Goal of the exercise » Each line from the one containing "Identify one point on each instance of the group" through the last line of the records below is to be set down exactly; the rest stays out.

[Exercise inputs]

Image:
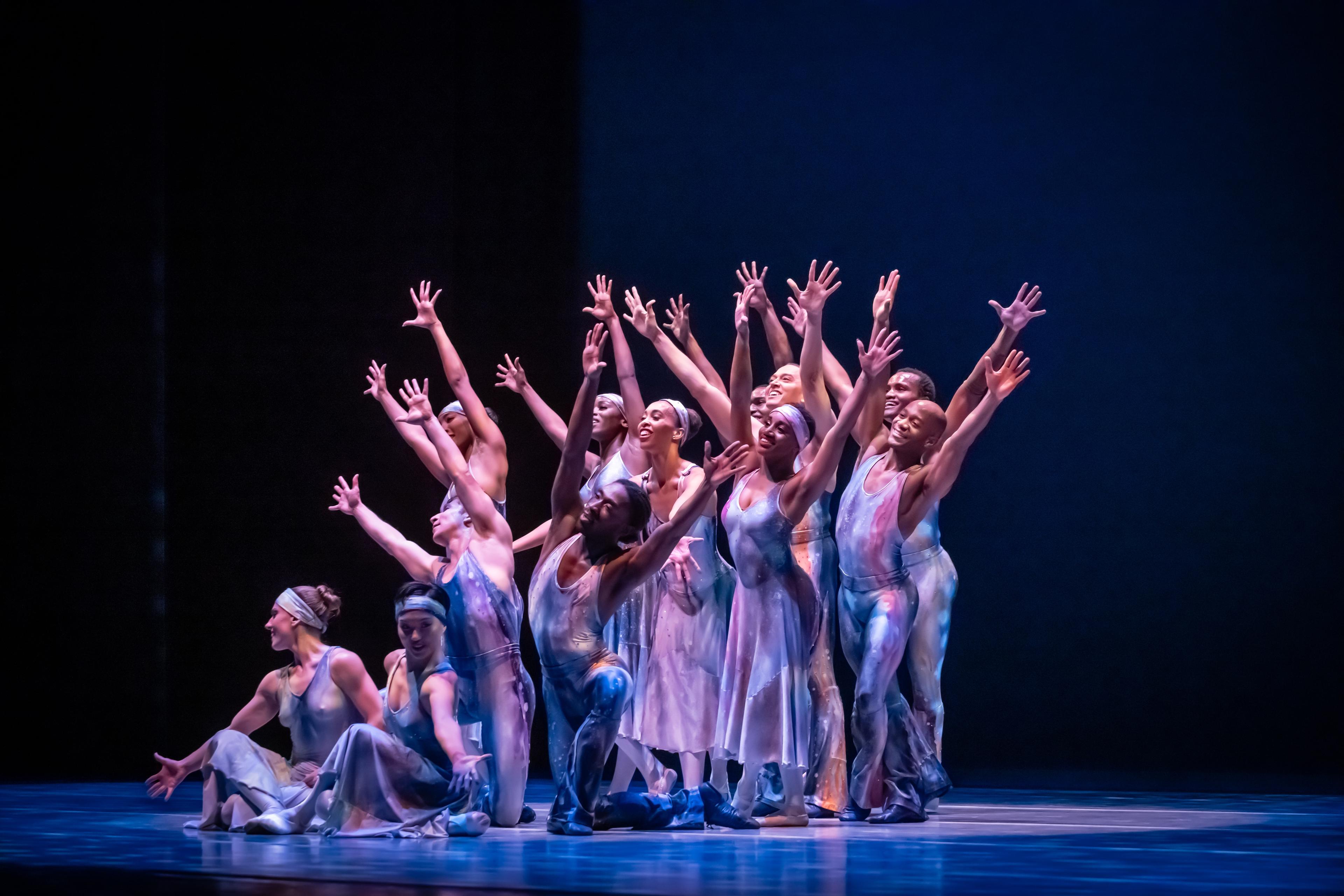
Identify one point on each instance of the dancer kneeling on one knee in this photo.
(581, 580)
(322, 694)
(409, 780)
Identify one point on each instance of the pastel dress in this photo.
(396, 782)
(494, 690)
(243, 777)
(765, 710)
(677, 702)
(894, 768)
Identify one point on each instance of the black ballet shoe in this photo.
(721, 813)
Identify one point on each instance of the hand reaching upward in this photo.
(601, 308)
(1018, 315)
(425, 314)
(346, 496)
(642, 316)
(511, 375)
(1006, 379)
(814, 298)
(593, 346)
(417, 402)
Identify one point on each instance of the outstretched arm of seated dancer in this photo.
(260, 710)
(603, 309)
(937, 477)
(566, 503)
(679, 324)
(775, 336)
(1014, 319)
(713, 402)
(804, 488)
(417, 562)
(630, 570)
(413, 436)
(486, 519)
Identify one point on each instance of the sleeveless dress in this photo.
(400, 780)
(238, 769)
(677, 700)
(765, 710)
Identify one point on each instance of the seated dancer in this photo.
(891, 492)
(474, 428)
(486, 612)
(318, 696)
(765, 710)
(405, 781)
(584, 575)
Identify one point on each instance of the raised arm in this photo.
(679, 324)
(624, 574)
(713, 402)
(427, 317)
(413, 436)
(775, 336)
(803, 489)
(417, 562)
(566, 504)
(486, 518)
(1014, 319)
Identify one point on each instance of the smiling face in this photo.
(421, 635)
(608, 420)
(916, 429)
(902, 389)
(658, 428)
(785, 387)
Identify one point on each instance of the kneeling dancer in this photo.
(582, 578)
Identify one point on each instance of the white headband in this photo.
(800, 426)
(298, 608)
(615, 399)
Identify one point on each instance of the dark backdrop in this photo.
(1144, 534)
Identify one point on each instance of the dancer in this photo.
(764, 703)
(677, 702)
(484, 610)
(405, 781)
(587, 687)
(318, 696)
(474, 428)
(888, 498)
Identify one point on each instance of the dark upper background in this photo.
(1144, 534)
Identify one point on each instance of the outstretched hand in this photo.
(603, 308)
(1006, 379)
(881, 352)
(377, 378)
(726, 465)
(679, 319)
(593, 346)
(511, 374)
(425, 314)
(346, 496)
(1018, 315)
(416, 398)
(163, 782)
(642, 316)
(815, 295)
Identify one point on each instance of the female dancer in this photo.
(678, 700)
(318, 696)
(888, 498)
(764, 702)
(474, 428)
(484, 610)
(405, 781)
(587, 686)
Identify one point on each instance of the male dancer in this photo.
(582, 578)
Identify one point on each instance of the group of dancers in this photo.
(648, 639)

[/Exercise inputs]

Exercise answer »
Identify one point on each instance of the group of dancers in this photo.
(648, 639)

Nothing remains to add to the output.